───── Source records
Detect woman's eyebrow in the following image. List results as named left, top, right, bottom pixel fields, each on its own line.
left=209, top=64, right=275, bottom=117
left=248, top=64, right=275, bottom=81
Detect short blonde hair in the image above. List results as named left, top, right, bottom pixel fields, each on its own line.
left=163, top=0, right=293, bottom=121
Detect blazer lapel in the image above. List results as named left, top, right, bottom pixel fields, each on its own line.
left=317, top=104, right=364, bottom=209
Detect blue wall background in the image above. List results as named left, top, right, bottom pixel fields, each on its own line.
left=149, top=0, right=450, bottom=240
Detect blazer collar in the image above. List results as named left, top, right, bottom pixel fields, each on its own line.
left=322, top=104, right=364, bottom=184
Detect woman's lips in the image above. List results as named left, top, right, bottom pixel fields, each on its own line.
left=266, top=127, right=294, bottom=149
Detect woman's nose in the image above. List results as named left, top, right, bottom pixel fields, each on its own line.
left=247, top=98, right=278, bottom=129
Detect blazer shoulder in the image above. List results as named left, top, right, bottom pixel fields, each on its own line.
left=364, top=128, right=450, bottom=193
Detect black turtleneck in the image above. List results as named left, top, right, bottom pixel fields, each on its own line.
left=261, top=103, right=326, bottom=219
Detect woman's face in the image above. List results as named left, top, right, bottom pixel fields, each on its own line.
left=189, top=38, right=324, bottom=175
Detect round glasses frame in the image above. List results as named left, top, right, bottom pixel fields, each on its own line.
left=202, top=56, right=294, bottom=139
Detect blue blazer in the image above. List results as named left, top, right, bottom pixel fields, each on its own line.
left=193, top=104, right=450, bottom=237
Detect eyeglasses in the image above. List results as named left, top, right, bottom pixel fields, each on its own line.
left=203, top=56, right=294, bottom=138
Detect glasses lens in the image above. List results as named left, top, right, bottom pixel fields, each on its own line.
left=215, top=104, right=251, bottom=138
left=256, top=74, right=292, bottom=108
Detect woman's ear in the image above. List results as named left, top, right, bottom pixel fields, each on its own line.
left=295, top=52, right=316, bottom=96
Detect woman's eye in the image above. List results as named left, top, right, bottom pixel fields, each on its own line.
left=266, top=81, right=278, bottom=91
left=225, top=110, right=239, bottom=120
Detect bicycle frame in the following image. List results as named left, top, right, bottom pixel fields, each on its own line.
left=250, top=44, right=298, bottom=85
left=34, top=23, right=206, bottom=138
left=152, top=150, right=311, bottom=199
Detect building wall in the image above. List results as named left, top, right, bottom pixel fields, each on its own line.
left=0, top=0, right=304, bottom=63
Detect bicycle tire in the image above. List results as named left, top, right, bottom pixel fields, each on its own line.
──────────
Pick out and copy each line of the records above that contains the word "wall".

Detect blue wall background in the image above. List results as named left, top, right, bottom pixel fields, each on its own line.
Detect building wall in the image above. List results as named left, top, right, bottom pixel fields, each on its own line.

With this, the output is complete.